Stated task |
Continue the text on adding u8 character literals to C++, starting right after its last paragraph.

━━━ Text passage ━━━

ISO/IEC JTC1 SC22 WG21
N4267 / EWG 119
Richard Smith
richard@metafoo.co.uk
2014-11-05

Adding u8 character literals

Wording

Change in 2.14.3 (lex.ccon):

character-literal:
        ' c-char-sequence '
        u' c-char-sequence '
        U' c-char-sequence '
        L' c-char-sequence '
        encoding-prefixopt ' c-char-sequence '
encoding-prefix: one of
        u8 u U L
[…]

Change in 2.14.3 (lex.ccon) paragraph 1 and split it into two paragraphs:

A character literal is one or more characters enclosed in single quotes, as in 'x', optionally preceded by one of the letters u8, u, U, or L, as in u8'w', u'y', U'z', or L'x', respectively.

A character literal that does not begin with u8, u, U, or L is an ordinary character literal, also referred to as a narrow-character literal. An ordinary character literal that contains a single c-char representable in the execution character set has type char, with value equal to the numerical value of the encoding of the c-char in the execution character set. An ordinary character literal that contains more than one c-char is a multicharacter literal. A multicharacter literal, or an ordinary character literal containing a single c-char not representable in the execution character set, is conditionally-supported, has type int, and has an implementation-defined value.

Drafting note: the term "narrow-character literal" was not used anywhere else in the standard, and confusingly sometimes referred to literals of non-narrow-character type.

Change in 2.14.3 (lex.ccon) paragraph 2 and split it into four paragraphs:

A character literal that begins with u8, such as u8'w', is a character literal of type char, known as a UTF-8 character literal. The value of a UTF-8 character literal is equal to its ISO 10646 code point value, provided that the code point value is representable with a single UTF-8 code unit (that is, provided it is in the C0 Controls and Basic Latin Unicode block). If the value is not representable with a single UTF-8 code unit, the program is ill-formed. A UTF-8 character literal containing multiple c-chars is ill-formed.

A character literal that begins with the letter u, such as u'y', is a character literal of type char16_t. The value of a char16_t literal containing a single c-char is equal to its ISO 10646 code point value, provided that the code point is representable with a single 16-bit code unit. (That is, provided it is a basic multi-lingual plane code point.) If the value is not representable within 16 bits, the program is ill-formed. A char16_t literal containing multiple c-chars is ill-formed.

━━━ Dataset excerpt ━━━

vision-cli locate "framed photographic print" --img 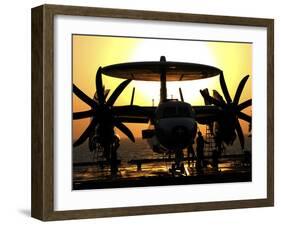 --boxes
[32,5,274,220]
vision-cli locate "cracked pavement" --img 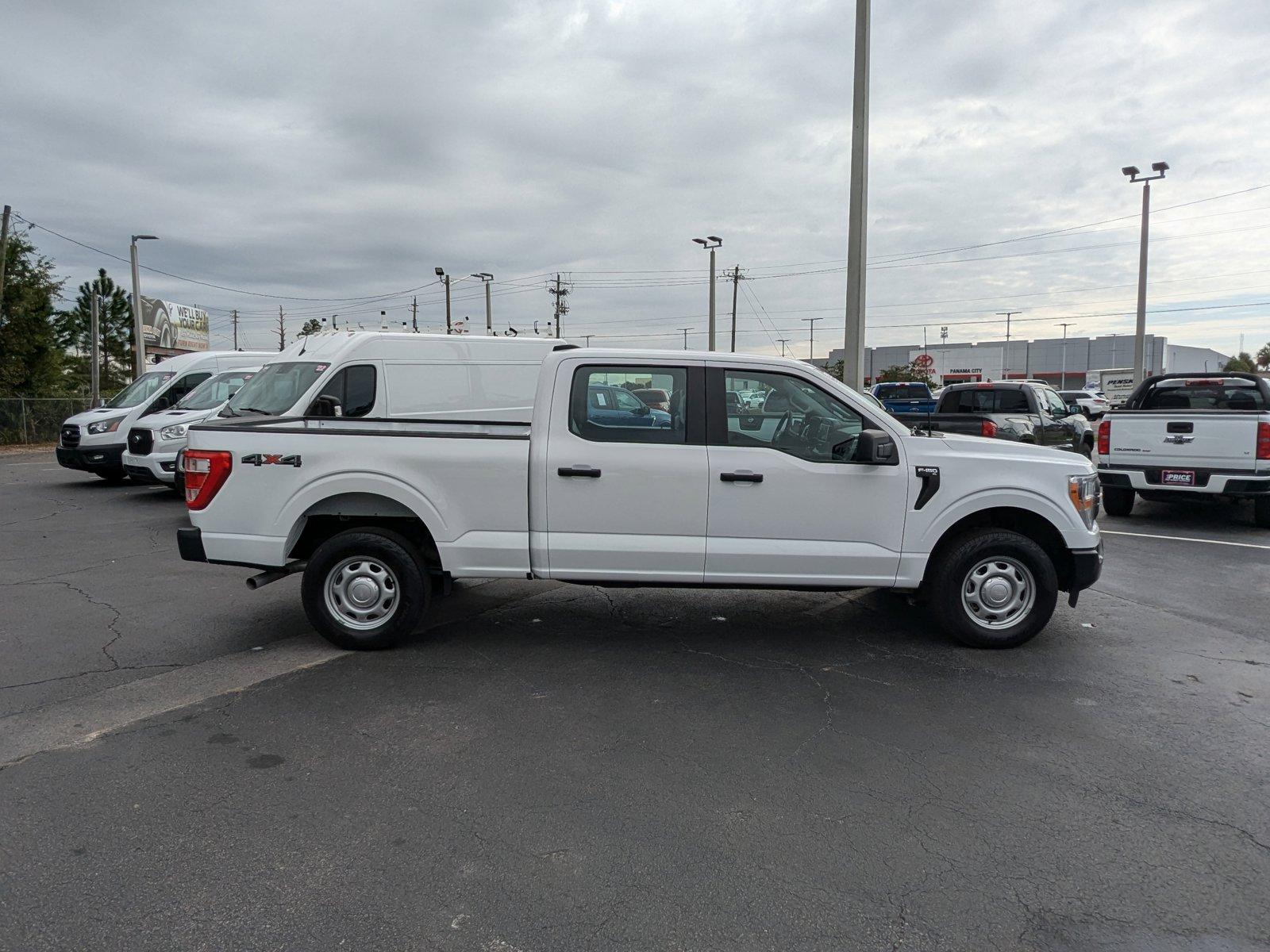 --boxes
[0,451,1270,952]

━━━

Solved exercise |
A character literal that begins with the letter U, such as U'z', is a character literal of type char32_t. The value of a char32_t literal containing a single c-char is equal to its ISO 10646 code point value. A char32_t literal containing multiple c-chars is ill-formed.

A character literal that begins with the letter L, such as L'x', is a wide-character literal. A wide-character literal has type wchar_t. [Footnote: …] The value of a wide-character literal containing a single c-char has value equal to the numerical value of the encoding of the c-char in the execution wide-character set, unless the c-char has no representation in the execution wide-character set, in which case the value is implementation-defined. [ Note: The type wchar_t is able to represent all members of the execution wide-character set (see 3.9.1). ]. The value of a wide-character literal containing multiple c-chars is implementation-defined.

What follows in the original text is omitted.